Report all lines below with the word "Target".

Extracted records »
▬▬▬▬▬▬
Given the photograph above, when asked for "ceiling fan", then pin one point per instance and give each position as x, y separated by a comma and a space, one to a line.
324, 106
▬▬▬▬▬▬
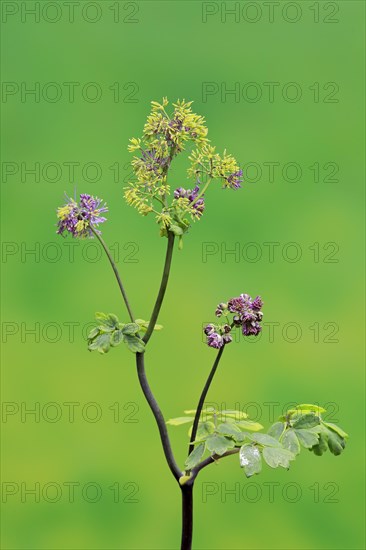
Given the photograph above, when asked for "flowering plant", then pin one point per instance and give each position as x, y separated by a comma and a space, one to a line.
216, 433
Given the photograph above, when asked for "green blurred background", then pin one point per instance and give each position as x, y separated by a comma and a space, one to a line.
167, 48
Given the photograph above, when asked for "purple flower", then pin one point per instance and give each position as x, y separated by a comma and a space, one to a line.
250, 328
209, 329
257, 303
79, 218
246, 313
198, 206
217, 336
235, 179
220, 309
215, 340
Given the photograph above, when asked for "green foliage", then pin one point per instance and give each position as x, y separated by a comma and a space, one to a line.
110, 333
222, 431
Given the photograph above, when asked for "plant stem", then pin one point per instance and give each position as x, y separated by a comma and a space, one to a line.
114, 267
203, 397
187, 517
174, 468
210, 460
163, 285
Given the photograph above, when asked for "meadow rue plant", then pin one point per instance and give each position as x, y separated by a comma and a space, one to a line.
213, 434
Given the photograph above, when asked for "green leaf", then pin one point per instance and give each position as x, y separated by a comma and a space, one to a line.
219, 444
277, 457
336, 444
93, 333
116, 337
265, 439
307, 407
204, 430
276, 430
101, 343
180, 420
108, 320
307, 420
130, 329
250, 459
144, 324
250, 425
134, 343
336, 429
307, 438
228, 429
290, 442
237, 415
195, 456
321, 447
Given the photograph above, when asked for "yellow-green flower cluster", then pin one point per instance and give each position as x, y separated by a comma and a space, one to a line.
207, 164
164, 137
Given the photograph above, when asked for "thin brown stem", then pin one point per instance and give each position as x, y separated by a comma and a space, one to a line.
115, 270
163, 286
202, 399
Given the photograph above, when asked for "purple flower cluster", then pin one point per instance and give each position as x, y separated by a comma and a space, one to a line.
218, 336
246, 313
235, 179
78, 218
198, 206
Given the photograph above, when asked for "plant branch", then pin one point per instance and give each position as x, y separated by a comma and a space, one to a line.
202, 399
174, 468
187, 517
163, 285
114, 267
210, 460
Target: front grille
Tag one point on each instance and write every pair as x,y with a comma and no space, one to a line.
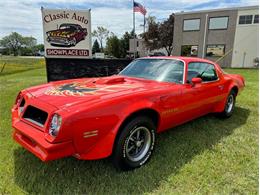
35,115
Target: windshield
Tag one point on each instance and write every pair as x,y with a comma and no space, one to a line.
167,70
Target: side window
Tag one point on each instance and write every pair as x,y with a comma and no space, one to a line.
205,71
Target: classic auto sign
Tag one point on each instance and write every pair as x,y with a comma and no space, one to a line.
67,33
▬▬▬▬▬▬
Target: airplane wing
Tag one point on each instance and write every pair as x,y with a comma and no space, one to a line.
▬▬▬▬▬▬
Exercise output »
Target: front grille
Target: windshield
Target: side window
Target: classic auto sign
Target: airplane wing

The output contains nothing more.